Word for word, transcribe the listing that follows, minus any pictures.
Start of Dataset extract
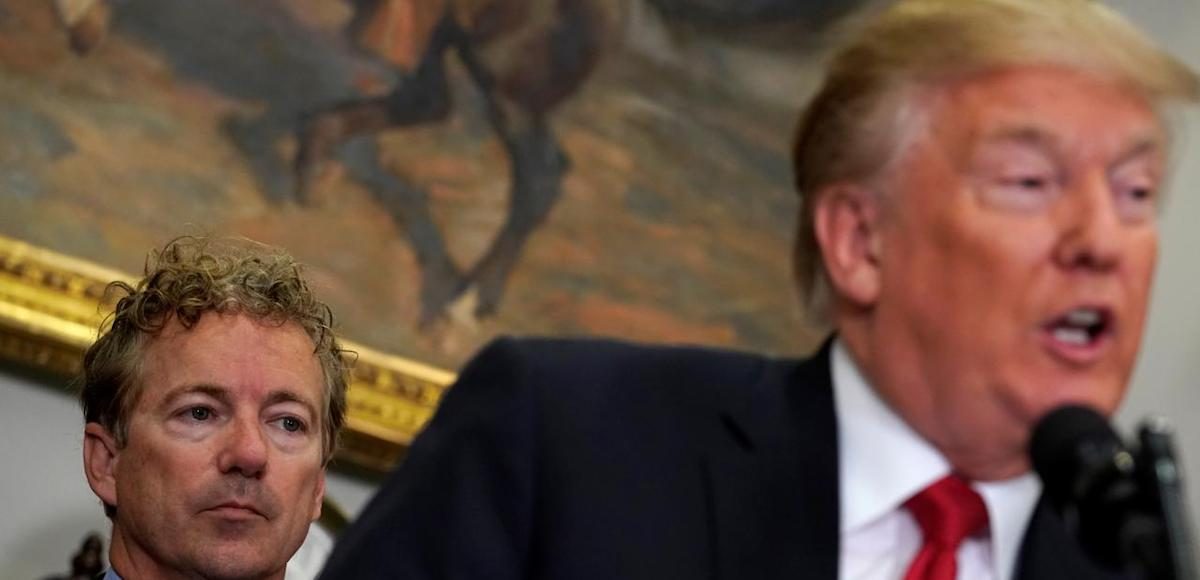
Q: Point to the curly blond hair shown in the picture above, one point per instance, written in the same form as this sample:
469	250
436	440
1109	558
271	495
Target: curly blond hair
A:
185	280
End of Dataset extract
→ Worked solution
Q: Point to the curly blond hair shown in the picture above, one point per instance, written in the same form as this sample:
469	250
436	440
1109	558
271	495
Target: curly blond hair
A:
185	280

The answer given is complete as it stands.